What is needed:
Without the images, print all the entries below exactly as given.

##### Material shown #####

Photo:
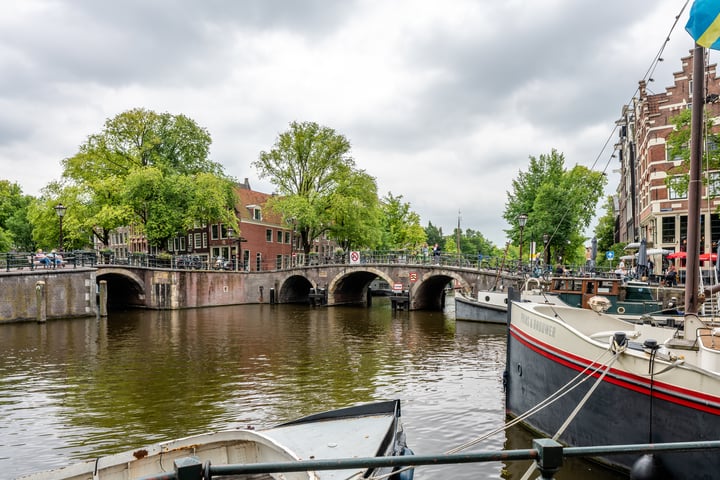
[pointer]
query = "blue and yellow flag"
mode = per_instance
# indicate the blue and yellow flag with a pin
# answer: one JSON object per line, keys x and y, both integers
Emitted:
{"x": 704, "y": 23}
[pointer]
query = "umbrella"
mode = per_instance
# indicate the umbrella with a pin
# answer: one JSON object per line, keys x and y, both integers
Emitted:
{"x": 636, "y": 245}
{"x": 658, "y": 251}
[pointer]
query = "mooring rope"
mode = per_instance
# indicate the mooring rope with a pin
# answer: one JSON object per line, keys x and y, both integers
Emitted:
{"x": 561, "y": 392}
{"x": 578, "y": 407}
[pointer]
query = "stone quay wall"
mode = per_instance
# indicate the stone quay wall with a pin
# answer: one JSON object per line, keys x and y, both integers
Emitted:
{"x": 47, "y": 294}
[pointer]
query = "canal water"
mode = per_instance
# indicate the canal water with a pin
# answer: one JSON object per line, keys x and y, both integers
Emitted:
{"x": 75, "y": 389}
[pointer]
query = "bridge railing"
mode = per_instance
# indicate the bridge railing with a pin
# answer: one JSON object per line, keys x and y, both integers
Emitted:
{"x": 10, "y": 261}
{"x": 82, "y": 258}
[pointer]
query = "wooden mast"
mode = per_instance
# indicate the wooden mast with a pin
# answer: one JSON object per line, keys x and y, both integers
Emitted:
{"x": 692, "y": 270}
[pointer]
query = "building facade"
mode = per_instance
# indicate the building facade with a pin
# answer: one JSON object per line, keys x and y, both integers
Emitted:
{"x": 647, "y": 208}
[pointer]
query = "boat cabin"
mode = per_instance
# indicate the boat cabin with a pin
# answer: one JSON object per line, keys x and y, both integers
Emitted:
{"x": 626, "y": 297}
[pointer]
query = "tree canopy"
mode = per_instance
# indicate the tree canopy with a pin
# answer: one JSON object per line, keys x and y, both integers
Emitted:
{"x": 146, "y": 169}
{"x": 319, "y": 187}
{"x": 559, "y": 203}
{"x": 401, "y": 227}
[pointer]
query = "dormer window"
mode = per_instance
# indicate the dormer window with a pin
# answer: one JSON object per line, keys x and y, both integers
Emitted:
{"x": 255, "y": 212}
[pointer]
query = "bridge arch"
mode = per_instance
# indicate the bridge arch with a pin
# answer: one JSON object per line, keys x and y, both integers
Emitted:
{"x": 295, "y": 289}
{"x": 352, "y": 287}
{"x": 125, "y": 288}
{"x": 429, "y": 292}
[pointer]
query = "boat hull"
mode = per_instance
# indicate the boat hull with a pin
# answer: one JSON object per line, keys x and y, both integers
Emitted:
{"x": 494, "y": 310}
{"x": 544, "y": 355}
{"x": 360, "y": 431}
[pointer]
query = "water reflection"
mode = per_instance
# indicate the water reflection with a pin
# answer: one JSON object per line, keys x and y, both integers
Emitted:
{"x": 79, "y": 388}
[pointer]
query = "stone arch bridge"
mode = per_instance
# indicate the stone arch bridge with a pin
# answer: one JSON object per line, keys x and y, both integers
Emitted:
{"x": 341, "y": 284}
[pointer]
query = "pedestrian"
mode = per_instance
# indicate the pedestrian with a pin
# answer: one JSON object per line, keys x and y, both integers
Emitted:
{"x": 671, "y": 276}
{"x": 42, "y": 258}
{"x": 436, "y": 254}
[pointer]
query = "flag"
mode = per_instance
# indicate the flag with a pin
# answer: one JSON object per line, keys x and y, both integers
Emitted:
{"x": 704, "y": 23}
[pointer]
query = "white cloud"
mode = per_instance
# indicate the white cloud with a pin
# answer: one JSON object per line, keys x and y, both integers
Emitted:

#####

Solution for this problem:
Photo:
[pointer]
query = "blue and yellow flag"
mode = per_instance
# indicate the blue and yellow flag with a pin
# answer: one JSON object per line, keys x and y, both integers
Emitted:
{"x": 704, "y": 23}
[pointer]
query = "umbrella"
mode = per_instance
# indicate the umbrella with a pin
# answer: one JSON object per line, keys x and y, both integers
Emitted:
{"x": 636, "y": 245}
{"x": 658, "y": 251}
[pointer]
query = "mooring rope"
mode = per_instance
# indicate the mooring rope with a pin
# answer: one JSON object per line, keys x and y, both integers
Emitted:
{"x": 561, "y": 392}
{"x": 578, "y": 407}
[pointer]
query = "stone quay wall"
mode = per_instance
# indicate the stone quay wall with a pin
# answer: one JSON object per line, keys x and y, both integers
Emitted:
{"x": 47, "y": 294}
[pointer]
query = "canal water"
mode = per_instance
# indicate the canal water with a pin
# answer: one JSON object per line, keys x and y, both integers
Emitted:
{"x": 75, "y": 389}
[pointer]
query = "bridge railing"
mode = per_instance
# indicate the bridge railing with a pin
# answer: one JSON object per line, keys x and y, both integers
Emitted:
{"x": 10, "y": 261}
{"x": 82, "y": 258}
[pointer]
query = "wooden mast"
mode = per_instance
# indicate the wooden mast with a pin
# answer: one JSON object per line, keys x and y, both integers
Emitted:
{"x": 692, "y": 270}
[pointer]
query = "building facade"
mode = per_instance
# indicate the building facade with a pin
# answer: one JSON object per line, keys x and y, both integers
Emitted:
{"x": 647, "y": 208}
[pointer]
query = "boat cabin"
mode = per_instance
# indicate the boat cabin with a pin
# answer: one JSON object per line, keys x and y, both integers
Emitted:
{"x": 626, "y": 297}
[pointer]
query = "tree canopy"
mode = per_instance
# indicate the tree canopy with a pin
# answer: one JSON object per line, keys x and y, both integers
Emitted:
{"x": 146, "y": 169}
{"x": 319, "y": 187}
{"x": 559, "y": 203}
{"x": 401, "y": 227}
[pointer]
query = "dormer window"
mode = per_instance
# indicate the dormer window with a pin
# answer: one JSON object per line, keys x and y, both integers
Emitted:
{"x": 255, "y": 212}
[pointer]
query = "bridge arch"
mode = per_instance
# indicate the bridge arch with a pin
# answer: one JSON object per line, keys x and y, both integers
Emitted:
{"x": 295, "y": 289}
{"x": 352, "y": 287}
{"x": 125, "y": 288}
{"x": 429, "y": 292}
[pointer]
query = "boat hull"
mode = per_instance
# indicate the boat hull with a pin
# answer: one JSON object per line, keys x and y, both integers
Emitted:
{"x": 494, "y": 310}
{"x": 544, "y": 355}
{"x": 360, "y": 431}
[pointer]
query = "water reflection"
mode = per_instance
# indicate the water reflection with a pin
# answer: one JSON object per line, keys x and y, both integers
Emitted:
{"x": 79, "y": 388}
[pointer]
query = "stone arch bridge"
mode = per_instance
# indicate the stone arch bridge with a pin
# answer: one JSON object per line, keys x and y, both integers
Emitted:
{"x": 341, "y": 284}
[pointer]
query = "pedestrian"
mode = per_instance
# indicate the pedestrian with a pin
# answer: one JSON object per line, keys x and y, both integers
Emitted:
{"x": 671, "y": 276}
{"x": 42, "y": 258}
{"x": 436, "y": 254}
[pointer]
query = "flag"
mode = per_instance
# indicate the flag with a pin
# answer: one JSON object per line, keys x and y, both integers
Emitted:
{"x": 704, "y": 23}
[pointer]
query = "white cloud"
mode = per_instance
# indicate the white cloud with a pin
# answer: one JSON object per line, keys x and y, both integers
Emitted:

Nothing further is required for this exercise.